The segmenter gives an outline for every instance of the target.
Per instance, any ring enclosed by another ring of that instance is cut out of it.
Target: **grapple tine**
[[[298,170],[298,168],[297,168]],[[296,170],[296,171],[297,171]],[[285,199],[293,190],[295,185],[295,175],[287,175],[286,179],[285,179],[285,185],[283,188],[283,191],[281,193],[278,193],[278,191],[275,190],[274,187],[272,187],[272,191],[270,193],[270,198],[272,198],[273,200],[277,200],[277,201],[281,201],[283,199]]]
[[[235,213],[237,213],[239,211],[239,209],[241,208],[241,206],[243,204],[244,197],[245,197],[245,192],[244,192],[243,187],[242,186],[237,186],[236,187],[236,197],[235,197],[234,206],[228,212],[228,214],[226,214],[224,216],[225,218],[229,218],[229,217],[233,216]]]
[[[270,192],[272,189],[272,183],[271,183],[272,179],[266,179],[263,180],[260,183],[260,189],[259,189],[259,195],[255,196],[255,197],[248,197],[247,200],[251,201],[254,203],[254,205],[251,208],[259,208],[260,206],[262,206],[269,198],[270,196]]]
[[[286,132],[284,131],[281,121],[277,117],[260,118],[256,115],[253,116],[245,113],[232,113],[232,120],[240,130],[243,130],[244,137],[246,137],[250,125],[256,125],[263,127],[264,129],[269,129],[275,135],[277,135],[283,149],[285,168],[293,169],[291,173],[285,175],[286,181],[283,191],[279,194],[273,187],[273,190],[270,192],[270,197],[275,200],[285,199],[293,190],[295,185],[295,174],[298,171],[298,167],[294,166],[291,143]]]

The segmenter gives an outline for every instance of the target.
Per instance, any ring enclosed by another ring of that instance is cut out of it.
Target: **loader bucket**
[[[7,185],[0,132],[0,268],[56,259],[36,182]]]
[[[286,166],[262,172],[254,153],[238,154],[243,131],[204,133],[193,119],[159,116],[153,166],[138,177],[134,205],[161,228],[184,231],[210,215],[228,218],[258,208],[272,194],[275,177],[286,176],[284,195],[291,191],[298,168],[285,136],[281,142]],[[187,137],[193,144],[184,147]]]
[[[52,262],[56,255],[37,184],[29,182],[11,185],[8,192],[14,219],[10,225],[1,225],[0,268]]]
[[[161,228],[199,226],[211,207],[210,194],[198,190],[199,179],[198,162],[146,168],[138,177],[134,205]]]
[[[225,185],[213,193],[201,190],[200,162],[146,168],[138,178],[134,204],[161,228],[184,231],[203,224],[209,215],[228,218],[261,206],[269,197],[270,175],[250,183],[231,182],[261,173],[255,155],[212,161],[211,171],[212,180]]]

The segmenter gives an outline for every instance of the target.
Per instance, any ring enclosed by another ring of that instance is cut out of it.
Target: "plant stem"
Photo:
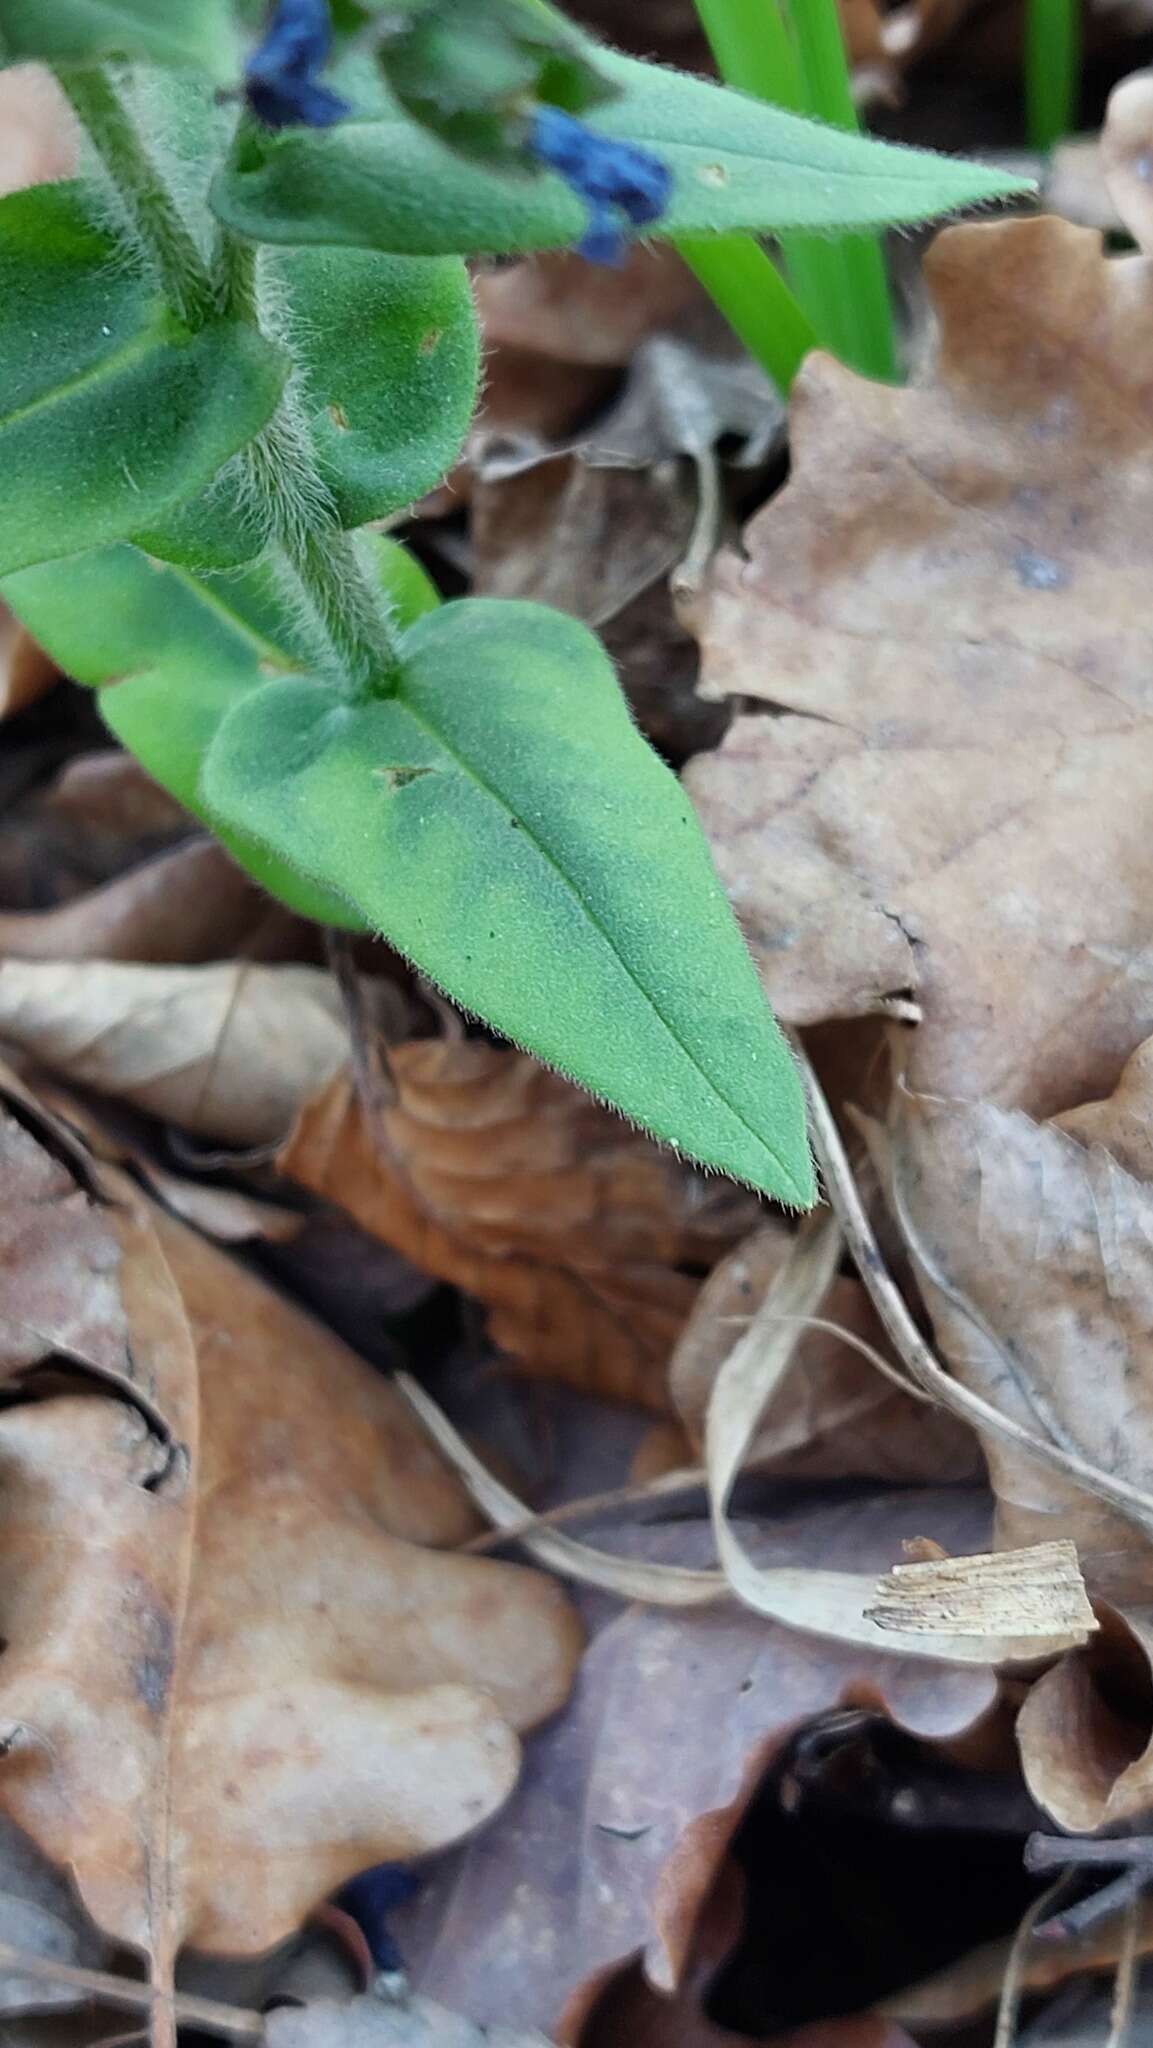
[[[1081,0],[1027,0],[1025,116],[1034,149],[1048,151],[1076,125],[1081,84]]]
[[[186,327],[203,327],[216,310],[208,267],[112,80],[95,68],[65,67],[56,76],[156,265],[168,304]]]
[[[817,337],[760,243],[752,235],[678,235],[676,246],[734,334],[787,396]]]
[[[792,0],[791,19],[809,113],[860,133],[837,0]],[[895,383],[897,341],[884,250],[877,235],[841,235],[842,343],[854,369]]]
[[[156,265],[173,312],[192,329],[220,318],[260,327],[252,245],[222,230],[210,269],[111,78],[96,69],[58,75]],[[321,656],[340,669],[354,702],[387,694],[396,686],[397,632],[383,592],[337,519],[299,389],[291,383],[241,460],[265,530],[319,628]]]
[[[383,592],[363,568],[320,477],[306,422],[289,390],[244,451],[253,495],[281,563],[321,629],[354,703],[396,687],[399,635]]]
********
YOUR GOAL: Produce a verbatim copy of all records, minus pictures.

WRITTEN SOLUTION:
The segmenter gives an outline for every instance of the target.
Per instance, any ring enclosed by another ring of that instance is cut out of it.
Target: **grapple tine**
[[[298,170],[298,168],[297,168]],[[296,170],[296,171],[297,171]],[[285,199],[293,190],[295,185],[295,175],[287,175],[286,179],[285,179],[285,185],[283,188],[283,191],[281,193],[278,193],[278,191],[275,190],[274,187],[272,187],[272,191],[270,193],[270,198],[272,198],[273,200],[277,200],[277,201],[281,201],[283,199]]]
[[[235,213],[237,213],[239,211],[239,209],[241,208],[241,206],[243,204],[244,197],[245,197],[245,192],[244,192],[243,187],[242,186],[237,186],[236,187],[236,197],[235,197],[234,206],[228,212],[228,214],[226,214],[224,216],[225,218],[229,218],[229,217],[233,216]]]
[[[270,192],[272,189],[272,183],[271,183],[272,179],[266,179],[263,180],[260,183],[260,189],[259,189],[259,195],[255,196],[255,197],[248,197],[247,200],[251,201],[254,203],[254,205],[251,208],[259,208],[260,206],[262,206],[269,198],[270,196]]]
[[[286,132],[284,131],[281,121],[277,117],[260,118],[256,115],[253,116],[245,113],[232,113],[232,120],[240,130],[243,130],[244,137],[246,137],[250,125],[256,125],[263,127],[264,129],[269,129],[275,135],[277,135],[283,149],[285,168],[293,169],[291,173],[285,175],[286,181],[283,191],[279,194],[273,187],[273,190],[270,192],[270,197],[275,200],[285,199],[293,190],[295,185],[295,174],[298,171],[298,167],[294,166],[291,143]]]

The segmenter gives an outline for every instance of the target.
Per instance, any ring enclosed by another ring of that instance is cut out of it.
Target: **loader bucket**
[[[7,185],[0,132],[0,268],[56,259],[36,182]]]
[[[286,166],[262,172],[254,153],[238,154],[243,131],[204,133],[193,119],[159,116],[153,166],[138,177],[134,205],[161,228],[184,231],[210,215],[228,218],[258,208],[272,194],[275,177],[286,176],[284,195],[291,191],[298,168],[285,136],[281,142]],[[187,137],[193,144],[184,147]]]
[[[52,262],[56,255],[37,184],[29,182],[11,185],[8,192],[14,219],[10,225],[1,225],[0,268]]]
[[[161,228],[199,226],[211,207],[210,194],[198,190],[199,179],[198,162],[146,168],[138,177],[134,205]]]
[[[225,185],[213,193],[201,190],[200,162],[146,168],[138,178],[134,204],[161,228],[184,231],[203,224],[209,215],[228,218],[261,206],[269,197],[270,175],[250,183],[231,182],[261,173],[255,155],[212,161],[211,171],[212,180]]]

The segmenter gives an outline for every instance of the target.
Per instance, any ring enclosed by another ring of that instance is cut out of it.
Target: "plant stem"
Photo:
[[[1081,0],[1027,0],[1025,116],[1034,149],[1048,151],[1076,125],[1081,84]]]
[[[186,327],[203,327],[216,310],[208,267],[112,80],[95,68],[65,67],[56,76],[156,265],[168,304]]]
[[[817,337],[760,243],[752,235],[678,235],[676,246],[734,334],[787,396]]]
[[[792,0],[791,19],[809,113],[860,133],[837,0]],[[895,383],[897,341],[884,250],[877,235],[841,235],[842,343],[854,369]]]
[[[156,265],[173,312],[192,329],[220,318],[260,327],[252,245],[222,230],[210,269],[111,78],[96,69],[58,75]],[[321,656],[340,669],[354,702],[387,694],[396,686],[397,632],[383,592],[337,519],[299,389],[291,383],[241,460],[265,530],[319,628]]]
[[[383,592],[363,568],[320,477],[306,422],[289,390],[244,451],[253,495],[281,563],[321,629],[354,703],[396,687],[399,635]]]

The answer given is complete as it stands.